Copy the stretch of the listing below from the line containing "task | place a point on the wooden plank" through the line containing "x=453, y=180", both included, with every line exactly as it appears.

▶ **Recorded data**
• • •

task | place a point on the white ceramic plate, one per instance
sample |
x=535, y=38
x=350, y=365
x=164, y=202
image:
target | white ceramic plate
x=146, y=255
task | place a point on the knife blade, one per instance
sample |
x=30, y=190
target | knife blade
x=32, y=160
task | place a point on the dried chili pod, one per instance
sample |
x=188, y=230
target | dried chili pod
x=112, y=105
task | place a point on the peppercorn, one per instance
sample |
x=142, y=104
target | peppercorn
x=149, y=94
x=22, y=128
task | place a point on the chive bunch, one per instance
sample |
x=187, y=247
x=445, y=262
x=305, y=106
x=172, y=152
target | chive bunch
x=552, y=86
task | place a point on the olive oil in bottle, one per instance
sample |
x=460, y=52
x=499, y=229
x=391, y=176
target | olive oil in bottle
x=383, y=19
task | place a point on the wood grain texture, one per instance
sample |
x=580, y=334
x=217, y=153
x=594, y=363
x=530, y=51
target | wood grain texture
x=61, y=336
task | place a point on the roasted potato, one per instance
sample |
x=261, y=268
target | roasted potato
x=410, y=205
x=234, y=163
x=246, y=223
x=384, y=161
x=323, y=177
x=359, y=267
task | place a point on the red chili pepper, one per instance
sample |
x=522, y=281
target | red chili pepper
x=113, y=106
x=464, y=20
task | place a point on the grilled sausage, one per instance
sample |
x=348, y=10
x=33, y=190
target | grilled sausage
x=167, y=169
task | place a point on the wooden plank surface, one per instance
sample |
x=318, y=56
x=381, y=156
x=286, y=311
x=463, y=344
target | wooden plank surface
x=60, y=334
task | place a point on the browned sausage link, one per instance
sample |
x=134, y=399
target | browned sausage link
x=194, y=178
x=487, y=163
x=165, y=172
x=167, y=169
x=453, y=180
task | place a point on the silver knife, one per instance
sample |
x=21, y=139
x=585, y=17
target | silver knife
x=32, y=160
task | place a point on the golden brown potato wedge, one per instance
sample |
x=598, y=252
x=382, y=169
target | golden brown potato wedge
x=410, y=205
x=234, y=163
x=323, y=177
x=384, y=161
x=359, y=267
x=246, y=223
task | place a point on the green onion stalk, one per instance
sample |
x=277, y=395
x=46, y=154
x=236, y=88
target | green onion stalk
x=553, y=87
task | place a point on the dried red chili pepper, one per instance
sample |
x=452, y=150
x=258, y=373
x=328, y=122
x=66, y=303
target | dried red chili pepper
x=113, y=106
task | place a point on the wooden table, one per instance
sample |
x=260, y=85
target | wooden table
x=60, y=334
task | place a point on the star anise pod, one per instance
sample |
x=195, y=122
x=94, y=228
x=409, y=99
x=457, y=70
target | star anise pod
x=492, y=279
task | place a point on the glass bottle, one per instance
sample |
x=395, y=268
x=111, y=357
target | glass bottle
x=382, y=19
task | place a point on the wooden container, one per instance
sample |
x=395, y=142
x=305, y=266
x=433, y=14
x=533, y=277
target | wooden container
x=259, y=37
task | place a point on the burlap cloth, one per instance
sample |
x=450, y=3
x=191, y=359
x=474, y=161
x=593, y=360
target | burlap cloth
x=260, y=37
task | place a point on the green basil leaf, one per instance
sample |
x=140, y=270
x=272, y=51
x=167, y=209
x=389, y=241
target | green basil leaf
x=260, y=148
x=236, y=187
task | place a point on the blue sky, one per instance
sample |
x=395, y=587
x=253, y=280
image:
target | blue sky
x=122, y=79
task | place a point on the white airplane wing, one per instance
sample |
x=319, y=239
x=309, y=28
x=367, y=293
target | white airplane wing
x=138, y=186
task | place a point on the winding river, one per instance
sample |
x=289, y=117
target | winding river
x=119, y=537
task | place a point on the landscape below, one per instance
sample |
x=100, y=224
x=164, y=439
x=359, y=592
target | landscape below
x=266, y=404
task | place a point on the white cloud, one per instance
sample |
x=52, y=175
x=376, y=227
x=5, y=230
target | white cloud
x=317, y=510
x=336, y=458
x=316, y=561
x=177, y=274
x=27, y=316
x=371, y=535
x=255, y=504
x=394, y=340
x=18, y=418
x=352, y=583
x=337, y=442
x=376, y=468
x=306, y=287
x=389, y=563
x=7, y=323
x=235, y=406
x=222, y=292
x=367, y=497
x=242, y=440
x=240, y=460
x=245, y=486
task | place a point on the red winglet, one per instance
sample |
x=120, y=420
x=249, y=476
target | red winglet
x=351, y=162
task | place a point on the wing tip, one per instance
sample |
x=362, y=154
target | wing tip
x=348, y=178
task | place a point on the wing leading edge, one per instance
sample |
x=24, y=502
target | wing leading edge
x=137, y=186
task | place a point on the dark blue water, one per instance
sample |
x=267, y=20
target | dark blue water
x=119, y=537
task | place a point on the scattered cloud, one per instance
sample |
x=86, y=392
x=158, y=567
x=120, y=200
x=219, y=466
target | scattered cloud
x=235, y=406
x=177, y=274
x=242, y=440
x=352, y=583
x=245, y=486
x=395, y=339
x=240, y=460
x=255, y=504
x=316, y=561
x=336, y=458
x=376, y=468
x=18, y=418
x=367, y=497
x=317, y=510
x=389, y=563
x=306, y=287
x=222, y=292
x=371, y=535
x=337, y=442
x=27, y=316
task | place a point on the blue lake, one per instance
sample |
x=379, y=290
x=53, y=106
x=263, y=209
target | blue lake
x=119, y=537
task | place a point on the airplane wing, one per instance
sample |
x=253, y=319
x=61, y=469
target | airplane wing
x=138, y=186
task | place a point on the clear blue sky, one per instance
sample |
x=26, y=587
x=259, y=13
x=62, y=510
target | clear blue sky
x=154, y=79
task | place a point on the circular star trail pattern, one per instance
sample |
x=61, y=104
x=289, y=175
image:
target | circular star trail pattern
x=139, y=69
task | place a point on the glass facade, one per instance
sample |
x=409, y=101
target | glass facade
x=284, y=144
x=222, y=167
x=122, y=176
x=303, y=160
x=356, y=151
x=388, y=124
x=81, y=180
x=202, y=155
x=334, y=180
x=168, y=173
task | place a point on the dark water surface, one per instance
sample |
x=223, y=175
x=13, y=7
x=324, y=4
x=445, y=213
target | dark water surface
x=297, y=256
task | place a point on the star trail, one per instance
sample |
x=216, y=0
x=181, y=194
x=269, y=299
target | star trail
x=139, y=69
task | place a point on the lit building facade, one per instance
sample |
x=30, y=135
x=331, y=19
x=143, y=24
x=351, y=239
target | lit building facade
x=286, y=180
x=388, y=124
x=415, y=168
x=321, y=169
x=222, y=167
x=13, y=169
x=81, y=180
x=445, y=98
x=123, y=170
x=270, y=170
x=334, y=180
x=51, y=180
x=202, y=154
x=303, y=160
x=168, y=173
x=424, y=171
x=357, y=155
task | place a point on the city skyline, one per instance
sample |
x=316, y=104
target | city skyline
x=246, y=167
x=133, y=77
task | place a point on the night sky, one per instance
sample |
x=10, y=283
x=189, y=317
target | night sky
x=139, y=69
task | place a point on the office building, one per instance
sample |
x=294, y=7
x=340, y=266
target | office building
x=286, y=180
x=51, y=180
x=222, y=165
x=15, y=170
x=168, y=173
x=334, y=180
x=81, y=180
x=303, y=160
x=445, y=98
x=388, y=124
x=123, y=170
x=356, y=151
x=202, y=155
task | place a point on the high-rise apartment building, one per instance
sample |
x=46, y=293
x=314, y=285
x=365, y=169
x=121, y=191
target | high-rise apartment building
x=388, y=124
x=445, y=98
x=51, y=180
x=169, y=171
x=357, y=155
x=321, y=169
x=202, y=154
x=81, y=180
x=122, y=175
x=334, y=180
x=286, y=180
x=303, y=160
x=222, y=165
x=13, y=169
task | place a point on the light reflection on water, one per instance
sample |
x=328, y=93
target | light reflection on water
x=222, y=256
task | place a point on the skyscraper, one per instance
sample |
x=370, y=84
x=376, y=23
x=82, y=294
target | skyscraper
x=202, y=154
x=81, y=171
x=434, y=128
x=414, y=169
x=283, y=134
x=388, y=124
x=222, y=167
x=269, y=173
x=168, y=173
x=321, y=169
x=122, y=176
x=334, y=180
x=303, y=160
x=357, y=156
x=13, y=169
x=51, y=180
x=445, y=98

• • •

▶ **Finished task**
task | place a point on the wooden plank surface, one per instance
sample |
x=318, y=56
x=381, y=156
x=286, y=311
x=463, y=344
target | wooden plank surface
x=60, y=334
task | place a point on the browned sausage link, one per instance
sample |
x=134, y=399
target | browned sausage link
x=194, y=178
x=487, y=163
x=165, y=172
x=167, y=169
x=453, y=180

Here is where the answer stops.